Saved data entries:
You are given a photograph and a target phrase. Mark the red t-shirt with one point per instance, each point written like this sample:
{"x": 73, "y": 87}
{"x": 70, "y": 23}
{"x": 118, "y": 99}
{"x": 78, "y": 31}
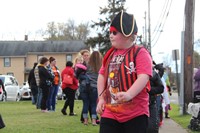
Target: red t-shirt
{"x": 141, "y": 101}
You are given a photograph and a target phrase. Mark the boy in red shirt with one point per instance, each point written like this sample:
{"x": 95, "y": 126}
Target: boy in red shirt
{"x": 122, "y": 82}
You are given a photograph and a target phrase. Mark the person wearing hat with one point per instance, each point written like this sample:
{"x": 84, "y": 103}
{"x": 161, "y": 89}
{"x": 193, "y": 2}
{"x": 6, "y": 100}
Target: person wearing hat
{"x": 123, "y": 81}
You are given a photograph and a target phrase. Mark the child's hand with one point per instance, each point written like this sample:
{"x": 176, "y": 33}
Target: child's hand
{"x": 100, "y": 106}
{"x": 123, "y": 97}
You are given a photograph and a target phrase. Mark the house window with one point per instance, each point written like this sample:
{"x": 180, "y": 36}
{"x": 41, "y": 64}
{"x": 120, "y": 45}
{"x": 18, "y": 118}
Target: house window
{"x": 7, "y": 62}
{"x": 69, "y": 57}
{"x": 10, "y": 73}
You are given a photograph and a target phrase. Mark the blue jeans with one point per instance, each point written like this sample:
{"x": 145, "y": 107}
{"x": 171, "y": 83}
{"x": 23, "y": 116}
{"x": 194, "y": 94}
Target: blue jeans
{"x": 39, "y": 98}
{"x": 89, "y": 98}
{"x": 51, "y": 102}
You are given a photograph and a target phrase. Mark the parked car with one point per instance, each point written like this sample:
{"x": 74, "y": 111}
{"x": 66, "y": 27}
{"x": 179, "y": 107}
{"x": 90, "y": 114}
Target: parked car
{"x": 12, "y": 91}
{"x": 25, "y": 91}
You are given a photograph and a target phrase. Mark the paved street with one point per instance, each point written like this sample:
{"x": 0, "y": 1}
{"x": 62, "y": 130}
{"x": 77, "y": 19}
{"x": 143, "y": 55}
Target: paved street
{"x": 169, "y": 126}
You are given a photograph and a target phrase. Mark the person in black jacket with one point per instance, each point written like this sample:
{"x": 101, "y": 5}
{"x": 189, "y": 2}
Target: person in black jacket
{"x": 32, "y": 84}
{"x": 156, "y": 89}
{"x": 45, "y": 82}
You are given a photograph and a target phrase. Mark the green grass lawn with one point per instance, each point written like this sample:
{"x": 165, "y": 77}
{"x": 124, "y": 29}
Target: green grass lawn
{"x": 183, "y": 120}
{"x": 23, "y": 117}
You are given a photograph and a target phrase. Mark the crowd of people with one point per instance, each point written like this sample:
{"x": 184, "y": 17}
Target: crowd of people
{"x": 45, "y": 78}
{"x": 125, "y": 87}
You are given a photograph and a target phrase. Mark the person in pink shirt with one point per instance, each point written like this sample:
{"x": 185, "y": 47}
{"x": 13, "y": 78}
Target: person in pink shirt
{"x": 123, "y": 81}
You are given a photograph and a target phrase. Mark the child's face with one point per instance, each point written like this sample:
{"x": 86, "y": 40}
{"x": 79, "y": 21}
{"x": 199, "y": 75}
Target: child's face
{"x": 118, "y": 40}
{"x": 79, "y": 61}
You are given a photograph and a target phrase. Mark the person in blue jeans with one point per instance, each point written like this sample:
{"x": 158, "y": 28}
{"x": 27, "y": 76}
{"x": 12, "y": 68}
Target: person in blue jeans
{"x": 88, "y": 91}
{"x": 53, "y": 69}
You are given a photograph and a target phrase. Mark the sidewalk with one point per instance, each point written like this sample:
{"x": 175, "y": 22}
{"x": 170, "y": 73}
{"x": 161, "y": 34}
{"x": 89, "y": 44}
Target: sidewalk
{"x": 170, "y": 126}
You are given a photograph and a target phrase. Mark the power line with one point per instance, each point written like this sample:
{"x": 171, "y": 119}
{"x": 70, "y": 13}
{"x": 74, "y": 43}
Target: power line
{"x": 162, "y": 24}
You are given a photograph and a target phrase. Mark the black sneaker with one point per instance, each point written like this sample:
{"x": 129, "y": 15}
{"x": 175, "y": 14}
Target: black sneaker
{"x": 63, "y": 112}
{"x": 72, "y": 114}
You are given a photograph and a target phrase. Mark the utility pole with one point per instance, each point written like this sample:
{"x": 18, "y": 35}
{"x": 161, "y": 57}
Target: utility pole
{"x": 188, "y": 52}
{"x": 149, "y": 18}
{"x": 145, "y": 28}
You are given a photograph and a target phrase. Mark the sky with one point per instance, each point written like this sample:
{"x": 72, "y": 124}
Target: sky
{"x": 20, "y": 17}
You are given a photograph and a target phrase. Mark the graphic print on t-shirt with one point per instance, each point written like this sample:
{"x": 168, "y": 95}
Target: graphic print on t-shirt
{"x": 113, "y": 76}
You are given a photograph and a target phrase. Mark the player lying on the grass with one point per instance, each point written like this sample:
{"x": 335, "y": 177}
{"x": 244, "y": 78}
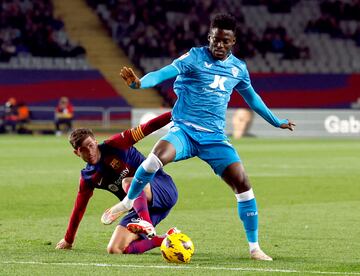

Task requirements: How many lines of the rows contain the string "wearing"? Case matters, and give only the number.

Exercise result: 2